WORK INSTRUCTIONS:
Starting at the line that contains "target | tree with green foliage", print every remaining line of the entries, unchanged, and output nothing more.

RECORDS TO PROCESS:
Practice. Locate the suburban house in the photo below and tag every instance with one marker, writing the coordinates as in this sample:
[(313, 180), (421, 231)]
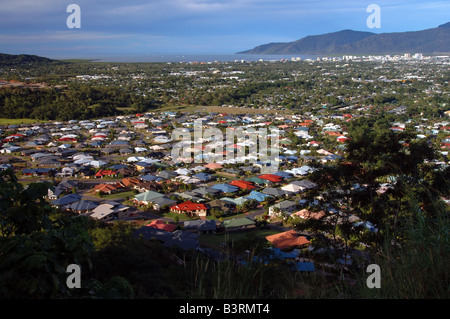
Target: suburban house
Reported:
[(200, 226), (110, 211), (102, 173), (146, 197), (162, 202), (307, 214), (189, 208), (286, 207), (221, 205), (238, 224), (243, 184), (288, 239), (83, 206), (160, 224)]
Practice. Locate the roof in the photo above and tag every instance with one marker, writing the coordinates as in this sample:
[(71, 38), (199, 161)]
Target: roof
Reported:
[(200, 225), (243, 184), (226, 188), (260, 197), (271, 177), (68, 199), (238, 222), (159, 224), (287, 239), (188, 206), (147, 196)]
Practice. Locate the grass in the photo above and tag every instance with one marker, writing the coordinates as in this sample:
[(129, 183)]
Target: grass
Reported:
[(215, 240)]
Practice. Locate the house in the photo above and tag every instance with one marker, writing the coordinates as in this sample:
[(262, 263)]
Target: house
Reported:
[(65, 201), (146, 197), (162, 202), (213, 166), (238, 224), (221, 205), (102, 173), (200, 226), (160, 224), (304, 184), (246, 185), (110, 211), (107, 188), (292, 189), (272, 178), (258, 196), (225, 188), (130, 182), (275, 192), (288, 239), (141, 166), (258, 181), (82, 206), (191, 209), (207, 191), (204, 177), (167, 174), (307, 214), (286, 206)]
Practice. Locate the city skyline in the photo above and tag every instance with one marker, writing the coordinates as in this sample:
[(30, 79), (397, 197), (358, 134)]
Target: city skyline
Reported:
[(114, 28)]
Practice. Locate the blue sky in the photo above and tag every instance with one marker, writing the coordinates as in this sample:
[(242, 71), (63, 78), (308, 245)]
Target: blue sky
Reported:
[(141, 27)]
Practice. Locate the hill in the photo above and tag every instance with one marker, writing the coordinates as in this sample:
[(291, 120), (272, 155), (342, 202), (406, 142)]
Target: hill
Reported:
[(23, 59), (430, 41)]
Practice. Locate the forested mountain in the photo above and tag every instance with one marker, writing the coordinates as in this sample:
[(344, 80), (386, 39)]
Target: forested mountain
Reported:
[(429, 41), (23, 59)]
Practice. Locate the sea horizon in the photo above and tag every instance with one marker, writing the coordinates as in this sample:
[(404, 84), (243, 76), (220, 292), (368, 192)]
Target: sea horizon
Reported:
[(189, 57)]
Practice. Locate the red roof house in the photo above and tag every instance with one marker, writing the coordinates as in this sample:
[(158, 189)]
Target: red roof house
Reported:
[(288, 239), (101, 173), (272, 178), (159, 224), (190, 208)]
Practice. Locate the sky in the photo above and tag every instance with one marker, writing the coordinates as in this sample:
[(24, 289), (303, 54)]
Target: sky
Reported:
[(146, 27)]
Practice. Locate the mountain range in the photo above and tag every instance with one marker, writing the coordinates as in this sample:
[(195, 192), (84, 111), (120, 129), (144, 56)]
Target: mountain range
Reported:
[(349, 42)]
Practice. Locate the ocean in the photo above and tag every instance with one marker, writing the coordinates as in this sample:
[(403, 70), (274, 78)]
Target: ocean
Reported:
[(174, 58)]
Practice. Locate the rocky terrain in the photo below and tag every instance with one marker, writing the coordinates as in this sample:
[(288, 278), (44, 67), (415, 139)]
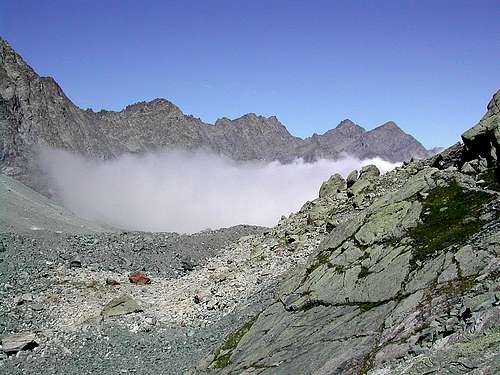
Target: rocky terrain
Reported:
[(391, 274), (35, 111)]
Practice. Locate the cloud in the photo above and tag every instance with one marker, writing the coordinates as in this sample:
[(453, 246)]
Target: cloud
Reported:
[(181, 191)]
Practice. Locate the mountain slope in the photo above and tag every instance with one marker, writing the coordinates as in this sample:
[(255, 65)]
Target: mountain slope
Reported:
[(25, 210), (35, 111), (406, 284)]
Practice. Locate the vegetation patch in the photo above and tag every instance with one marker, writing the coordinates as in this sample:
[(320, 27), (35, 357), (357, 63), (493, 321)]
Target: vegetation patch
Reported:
[(444, 223), (223, 355), (364, 272), (492, 178)]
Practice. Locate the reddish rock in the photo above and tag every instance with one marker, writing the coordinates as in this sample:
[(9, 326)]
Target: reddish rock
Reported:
[(139, 278)]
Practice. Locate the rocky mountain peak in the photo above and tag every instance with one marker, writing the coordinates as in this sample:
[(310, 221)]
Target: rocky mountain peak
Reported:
[(390, 125), (158, 104)]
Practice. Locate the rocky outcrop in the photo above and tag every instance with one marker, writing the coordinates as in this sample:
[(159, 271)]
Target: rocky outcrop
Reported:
[(35, 111), (405, 282), (483, 140)]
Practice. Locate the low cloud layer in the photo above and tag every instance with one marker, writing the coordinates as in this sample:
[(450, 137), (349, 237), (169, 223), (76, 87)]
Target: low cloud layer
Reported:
[(187, 192)]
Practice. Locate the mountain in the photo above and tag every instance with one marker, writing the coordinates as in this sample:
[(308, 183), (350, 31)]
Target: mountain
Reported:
[(35, 111), (381, 274), (408, 284)]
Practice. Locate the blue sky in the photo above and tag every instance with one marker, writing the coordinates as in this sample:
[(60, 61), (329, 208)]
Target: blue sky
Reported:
[(430, 66)]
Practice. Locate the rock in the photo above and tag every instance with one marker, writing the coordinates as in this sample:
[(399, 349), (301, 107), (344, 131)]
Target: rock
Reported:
[(139, 278), (76, 262), (369, 172), (187, 264), (468, 168), (112, 282), (483, 140), (12, 344), (334, 185), (26, 297), (120, 306), (389, 222), (352, 178)]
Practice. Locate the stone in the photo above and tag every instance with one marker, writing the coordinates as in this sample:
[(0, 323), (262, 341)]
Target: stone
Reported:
[(139, 278), (334, 185), (352, 178), (23, 298), (483, 140), (120, 306), (468, 168), (369, 171), (12, 344), (76, 262)]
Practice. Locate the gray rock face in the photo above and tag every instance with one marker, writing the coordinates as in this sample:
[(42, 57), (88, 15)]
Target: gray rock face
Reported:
[(334, 185), (408, 285), (120, 306), (35, 111), (483, 140)]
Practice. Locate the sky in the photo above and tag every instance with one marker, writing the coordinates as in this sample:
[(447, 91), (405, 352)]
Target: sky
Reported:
[(430, 66)]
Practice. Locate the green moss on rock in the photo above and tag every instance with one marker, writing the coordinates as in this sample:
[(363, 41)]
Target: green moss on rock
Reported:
[(223, 355), (492, 178), (444, 219)]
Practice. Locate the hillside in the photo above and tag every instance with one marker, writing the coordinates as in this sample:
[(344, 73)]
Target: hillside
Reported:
[(35, 111), (391, 274)]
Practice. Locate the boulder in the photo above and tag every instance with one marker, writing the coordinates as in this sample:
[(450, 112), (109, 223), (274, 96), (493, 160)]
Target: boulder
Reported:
[(484, 138), (352, 178), (369, 171), (139, 278), (12, 344), (334, 185)]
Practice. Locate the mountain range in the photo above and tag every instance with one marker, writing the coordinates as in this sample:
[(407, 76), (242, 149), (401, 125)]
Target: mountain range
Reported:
[(34, 110)]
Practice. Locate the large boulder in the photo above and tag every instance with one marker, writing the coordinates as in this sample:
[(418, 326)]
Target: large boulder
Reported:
[(334, 185), (483, 140)]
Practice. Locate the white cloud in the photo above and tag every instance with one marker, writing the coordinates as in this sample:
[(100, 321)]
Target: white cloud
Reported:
[(187, 192)]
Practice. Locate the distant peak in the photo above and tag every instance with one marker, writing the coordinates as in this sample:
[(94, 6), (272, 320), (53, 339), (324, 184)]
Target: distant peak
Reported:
[(389, 125), (347, 123), (157, 103)]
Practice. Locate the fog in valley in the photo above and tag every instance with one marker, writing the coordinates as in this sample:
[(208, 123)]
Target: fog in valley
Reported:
[(187, 191)]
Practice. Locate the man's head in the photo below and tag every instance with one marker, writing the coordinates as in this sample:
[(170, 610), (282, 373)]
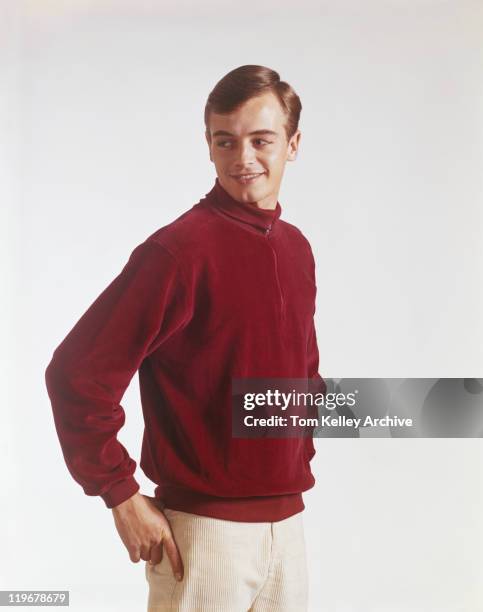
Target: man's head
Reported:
[(252, 99)]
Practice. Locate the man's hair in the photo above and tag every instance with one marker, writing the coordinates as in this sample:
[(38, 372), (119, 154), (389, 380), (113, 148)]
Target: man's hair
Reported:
[(249, 81)]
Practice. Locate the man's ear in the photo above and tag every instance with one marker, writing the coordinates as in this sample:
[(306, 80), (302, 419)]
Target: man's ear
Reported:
[(208, 140), (293, 146)]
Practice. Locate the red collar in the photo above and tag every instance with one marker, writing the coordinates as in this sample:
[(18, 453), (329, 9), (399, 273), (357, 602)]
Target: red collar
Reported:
[(247, 213)]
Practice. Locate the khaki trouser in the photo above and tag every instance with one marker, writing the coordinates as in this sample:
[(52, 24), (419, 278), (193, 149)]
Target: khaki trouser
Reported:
[(232, 566)]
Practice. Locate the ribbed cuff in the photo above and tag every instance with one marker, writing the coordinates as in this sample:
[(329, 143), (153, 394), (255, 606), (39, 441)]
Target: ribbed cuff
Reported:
[(120, 492)]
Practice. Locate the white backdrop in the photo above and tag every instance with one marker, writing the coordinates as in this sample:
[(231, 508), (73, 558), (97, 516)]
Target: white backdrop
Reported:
[(102, 122)]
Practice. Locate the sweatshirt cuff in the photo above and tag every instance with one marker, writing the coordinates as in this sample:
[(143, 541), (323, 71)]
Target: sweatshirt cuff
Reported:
[(120, 492)]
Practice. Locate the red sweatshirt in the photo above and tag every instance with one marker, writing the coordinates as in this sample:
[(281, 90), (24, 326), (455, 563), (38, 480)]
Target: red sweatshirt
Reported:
[(226, 290)]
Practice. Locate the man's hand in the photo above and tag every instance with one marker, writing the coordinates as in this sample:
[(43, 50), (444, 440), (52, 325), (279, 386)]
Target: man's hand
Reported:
[(145, 530)]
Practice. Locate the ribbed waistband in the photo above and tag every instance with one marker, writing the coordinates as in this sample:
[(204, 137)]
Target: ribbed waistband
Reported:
[(249, 509)]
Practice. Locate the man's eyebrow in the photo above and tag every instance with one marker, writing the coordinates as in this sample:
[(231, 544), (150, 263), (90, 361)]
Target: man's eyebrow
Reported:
[(225, 133)]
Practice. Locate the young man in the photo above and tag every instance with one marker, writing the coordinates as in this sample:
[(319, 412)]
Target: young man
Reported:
[(226, 290)]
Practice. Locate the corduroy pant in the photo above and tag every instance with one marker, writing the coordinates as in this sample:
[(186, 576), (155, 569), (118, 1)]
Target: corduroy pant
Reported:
[(232, 566)]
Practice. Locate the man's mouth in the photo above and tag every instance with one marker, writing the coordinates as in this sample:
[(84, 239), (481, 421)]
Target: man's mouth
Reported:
[(247, 178)]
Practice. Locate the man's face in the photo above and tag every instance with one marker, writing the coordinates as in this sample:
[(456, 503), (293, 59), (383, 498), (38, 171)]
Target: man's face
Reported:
[(236, 150)]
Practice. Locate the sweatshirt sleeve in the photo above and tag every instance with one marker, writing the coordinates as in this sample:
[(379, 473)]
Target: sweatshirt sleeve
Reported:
[(319, 385), (90, 370)]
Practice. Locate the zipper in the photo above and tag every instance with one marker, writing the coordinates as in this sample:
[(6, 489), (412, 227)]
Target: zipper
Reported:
[(282, 301)]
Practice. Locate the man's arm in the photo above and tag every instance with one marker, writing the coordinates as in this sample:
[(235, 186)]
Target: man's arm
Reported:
[(91, 369)]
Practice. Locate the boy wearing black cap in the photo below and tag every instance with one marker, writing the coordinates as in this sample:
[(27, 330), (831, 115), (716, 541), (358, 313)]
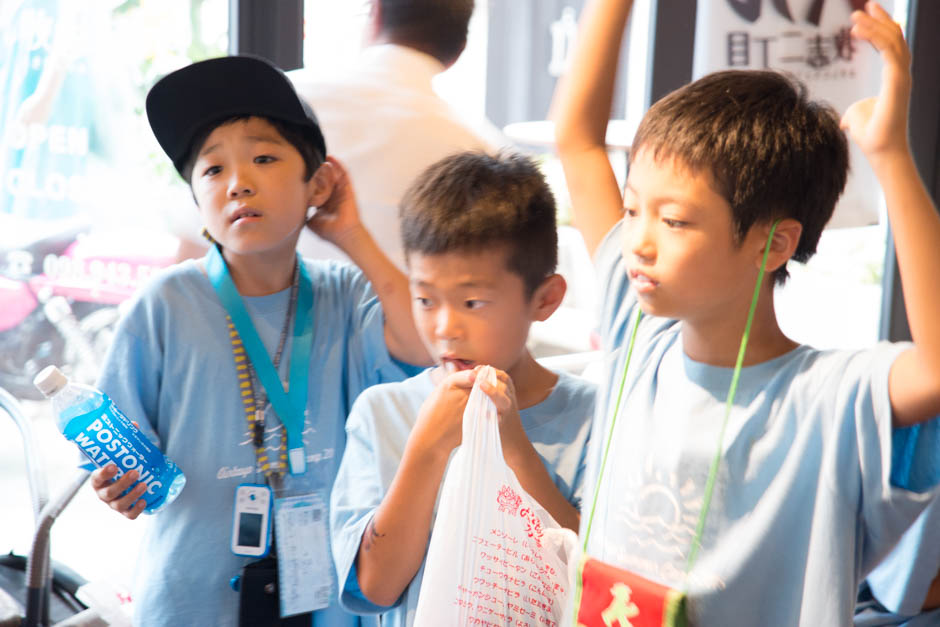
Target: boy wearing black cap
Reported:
[(244, 364)]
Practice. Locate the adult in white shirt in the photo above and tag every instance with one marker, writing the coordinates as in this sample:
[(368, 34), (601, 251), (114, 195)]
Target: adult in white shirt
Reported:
[(383, 120)]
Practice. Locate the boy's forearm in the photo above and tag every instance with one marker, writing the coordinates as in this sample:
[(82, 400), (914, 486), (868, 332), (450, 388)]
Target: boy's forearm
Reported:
[(915, 227), (391, 286), (395, 541), (581, 105), (581, 109), (534, 478)]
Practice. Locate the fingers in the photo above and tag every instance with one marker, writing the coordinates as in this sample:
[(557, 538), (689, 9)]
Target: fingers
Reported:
[(502, 392), (876, 26), (111, 489), (462, 379)]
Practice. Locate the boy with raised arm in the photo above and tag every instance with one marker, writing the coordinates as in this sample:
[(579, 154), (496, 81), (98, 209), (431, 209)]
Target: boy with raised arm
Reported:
[(769, 511), (229, 410), (480, 239)]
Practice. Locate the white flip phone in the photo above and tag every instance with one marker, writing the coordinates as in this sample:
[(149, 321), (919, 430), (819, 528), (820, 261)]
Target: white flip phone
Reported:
[(251, 524)]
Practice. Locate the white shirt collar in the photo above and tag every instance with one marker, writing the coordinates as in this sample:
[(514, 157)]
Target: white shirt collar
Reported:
[(413, 66)]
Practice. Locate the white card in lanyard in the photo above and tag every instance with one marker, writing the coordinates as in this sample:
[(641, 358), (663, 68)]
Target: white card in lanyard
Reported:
[(305, 577), (289, 406)]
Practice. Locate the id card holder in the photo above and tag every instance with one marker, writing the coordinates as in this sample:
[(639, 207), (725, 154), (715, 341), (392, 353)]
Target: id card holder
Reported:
[(610, 594), (251, 520), (305, 574)]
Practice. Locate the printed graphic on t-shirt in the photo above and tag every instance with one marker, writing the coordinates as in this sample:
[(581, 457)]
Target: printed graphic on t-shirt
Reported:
[(653, 515)]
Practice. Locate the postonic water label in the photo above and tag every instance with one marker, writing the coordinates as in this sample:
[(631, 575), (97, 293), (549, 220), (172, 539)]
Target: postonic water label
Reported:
[(106, 435)]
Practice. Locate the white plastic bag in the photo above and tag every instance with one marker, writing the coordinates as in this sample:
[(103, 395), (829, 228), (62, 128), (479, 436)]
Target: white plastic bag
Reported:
[(496, 556)]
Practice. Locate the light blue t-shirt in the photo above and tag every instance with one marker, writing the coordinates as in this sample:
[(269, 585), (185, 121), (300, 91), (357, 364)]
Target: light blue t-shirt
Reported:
[(899, 584), (377, 432), (171, 369), (805, 501)]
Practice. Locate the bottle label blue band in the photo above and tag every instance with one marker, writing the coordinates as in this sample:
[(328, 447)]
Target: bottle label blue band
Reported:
[(106, 435)]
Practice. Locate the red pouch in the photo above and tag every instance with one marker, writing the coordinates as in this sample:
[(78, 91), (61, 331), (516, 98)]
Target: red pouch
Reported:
[(613, 597)]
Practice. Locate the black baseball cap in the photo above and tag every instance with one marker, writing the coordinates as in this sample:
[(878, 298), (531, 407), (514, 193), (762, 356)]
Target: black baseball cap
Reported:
[(183, 102)]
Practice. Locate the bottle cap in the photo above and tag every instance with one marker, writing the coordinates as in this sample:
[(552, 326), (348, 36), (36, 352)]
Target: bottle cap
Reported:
[(50, 380)]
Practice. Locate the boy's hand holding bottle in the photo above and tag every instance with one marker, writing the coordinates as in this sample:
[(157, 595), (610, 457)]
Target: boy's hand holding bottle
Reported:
[(147, 481)]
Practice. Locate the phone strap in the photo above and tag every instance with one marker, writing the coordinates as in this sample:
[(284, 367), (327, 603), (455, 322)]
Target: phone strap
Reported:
[(290, 406)]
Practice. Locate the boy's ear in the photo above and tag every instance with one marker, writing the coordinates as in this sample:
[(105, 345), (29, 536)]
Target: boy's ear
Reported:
[(547, 297), (783, 245), (320, 185)]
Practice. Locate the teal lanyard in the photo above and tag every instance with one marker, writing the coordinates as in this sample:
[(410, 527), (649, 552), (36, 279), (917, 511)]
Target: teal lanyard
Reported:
[(289, 406), (716, 460)]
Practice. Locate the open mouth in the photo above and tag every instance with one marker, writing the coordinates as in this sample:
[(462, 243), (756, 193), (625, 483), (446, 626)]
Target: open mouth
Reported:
[(452, 364), (641, 281), (244, 214)]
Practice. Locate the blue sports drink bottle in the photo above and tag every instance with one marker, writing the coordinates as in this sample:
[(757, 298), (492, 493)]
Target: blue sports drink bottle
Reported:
[(105, 435)]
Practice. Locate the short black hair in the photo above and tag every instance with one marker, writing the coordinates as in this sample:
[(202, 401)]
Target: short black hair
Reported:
[(771, 151), (289, 131), (472, 202), (437, 27)]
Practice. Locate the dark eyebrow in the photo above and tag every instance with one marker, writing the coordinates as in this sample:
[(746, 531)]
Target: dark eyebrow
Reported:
[(464, 284), (271, 139)]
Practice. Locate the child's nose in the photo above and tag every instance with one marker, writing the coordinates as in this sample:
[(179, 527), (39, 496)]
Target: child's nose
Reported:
[(240, 183), (448, 324), (640, 242)]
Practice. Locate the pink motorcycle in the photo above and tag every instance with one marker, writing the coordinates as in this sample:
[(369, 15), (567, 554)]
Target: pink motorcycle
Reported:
[(60, 295)]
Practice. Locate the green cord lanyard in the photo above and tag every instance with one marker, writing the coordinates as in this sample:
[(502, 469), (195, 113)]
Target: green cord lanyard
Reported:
[(713, 470)]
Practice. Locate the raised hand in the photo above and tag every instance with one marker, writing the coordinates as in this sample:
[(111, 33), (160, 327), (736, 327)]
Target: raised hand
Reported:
[(879, 125), (337, 219)]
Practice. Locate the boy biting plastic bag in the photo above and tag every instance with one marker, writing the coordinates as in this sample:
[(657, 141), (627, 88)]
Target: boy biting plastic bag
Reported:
[(496, 556)]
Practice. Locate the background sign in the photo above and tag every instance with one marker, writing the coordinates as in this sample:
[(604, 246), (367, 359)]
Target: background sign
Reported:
[(810, 40)]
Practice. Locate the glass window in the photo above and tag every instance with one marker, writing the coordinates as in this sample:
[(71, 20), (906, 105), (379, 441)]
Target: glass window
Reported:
[(90, 208)]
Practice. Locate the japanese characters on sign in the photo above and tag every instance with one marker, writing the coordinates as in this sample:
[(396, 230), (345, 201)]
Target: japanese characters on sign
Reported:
[(811, 40)]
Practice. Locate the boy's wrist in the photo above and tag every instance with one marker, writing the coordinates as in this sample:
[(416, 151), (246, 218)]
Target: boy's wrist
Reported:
[(352, 239)]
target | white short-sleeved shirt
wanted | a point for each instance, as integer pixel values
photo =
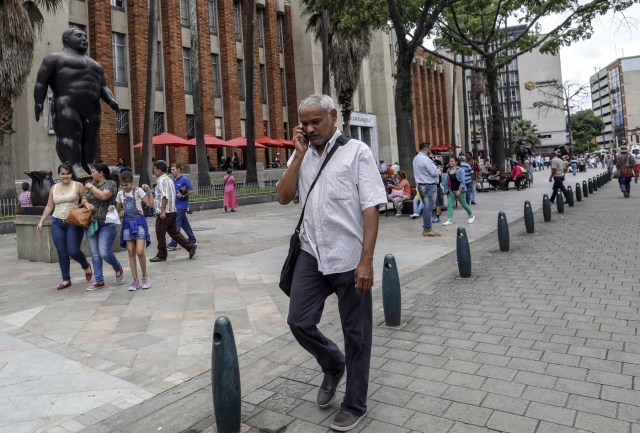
(165, 188)
(139, 196)
(333, 221)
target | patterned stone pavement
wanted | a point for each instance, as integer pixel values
(72, 359)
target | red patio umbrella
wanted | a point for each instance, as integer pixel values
(269, 142)
(167, 139)
(286, 143)
(211, 141)
(241, 143)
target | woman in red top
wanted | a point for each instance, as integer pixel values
(400, 192)
(516, 174)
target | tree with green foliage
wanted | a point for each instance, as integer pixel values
(566, 97)
(480, 27)
(585, 127)
(20, 26)
(525, 130)
(344, 48)
(412, 21)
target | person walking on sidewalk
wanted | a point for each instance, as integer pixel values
(557, 176)
(229, 201)
(338, 238)
(101, 193)
(165, 206)
(625, 164)
(426, 175)
(184, 189)
(455, 189)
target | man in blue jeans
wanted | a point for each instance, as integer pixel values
(183, 190)
(426, 175)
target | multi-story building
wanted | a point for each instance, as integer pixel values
(374, 120)
(614, 98)
(117, 32)
(519, 91)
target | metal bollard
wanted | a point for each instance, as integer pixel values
(546, 208)
(503, 231)
(560, 202)
(528, 217)
(391, 297)
(464, 253)
(225, 378)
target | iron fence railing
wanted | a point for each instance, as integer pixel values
(8, 209)
(216, 192)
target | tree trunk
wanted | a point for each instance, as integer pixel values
(150, 94)
(453, 114)
(404, 109)
(201, 150)
(326, 77)
(7, 179)
(252, 173)
(497, 121)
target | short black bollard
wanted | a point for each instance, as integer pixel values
(503, 231)
(546, 208)
(225, 378)
(585, 190)
(464, 253)
(391, 297)
(528, 217)
(560, 202)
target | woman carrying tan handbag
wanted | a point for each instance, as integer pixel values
(63, 197)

IN RESPONSE:
target | tree with green foliage
wanted | a point for each instance, as integer pixel values
(566, 97)
(480, 27)
(585, 127)
(20, 26)
(525, 130)
(344, 48)
(412, 21)
target | person walking on sidewalk
wanted | a point for each instance, as integer pixel values
(557, 176)
(229, 201)
(338, 238)
(101, 193)
(165, 206)
(625, 164)
(426, 175)
(184, 189)
(455, 189)
target | man in blue jeans
wanted | a point for each instance, as integer pixel values
(183, 190)
(426, 175)
target | multi-story building
wanted | a point for each instance, as integer pixel values
(374, 120)
(614, 98)
(117, 32)
(519, 91)
target | metal bollard
wanted | a point for each instance, as integer pixel values
(546, 208)
(503, 231)
(560, 202)
(528, 217)
(391, 297)
(464, 253)
(225, 378)
target | iron fence railing
wanted | a point for each instance, as integer pixel values
(8, 209)
(216, 192)
target | tree trunk
wanted | a point for each instance, as integer pixel values
(150, 94)
(453, 114)
(404, 109)
(201, 150)
(326, 77)
(7, 179)
(252, 173)
(497, 121)
target | short black bollard
wanted | a point for each instance, as integer pixel values
(503, 231)
(546, 208)
(225, 378)
(585, 190)
(464, 253)
(391, 297)
(528, 217)
(560, 202)
target | woman carrying tan handbag
wanted | a point for each instance, as integer pixel values
(63, 197)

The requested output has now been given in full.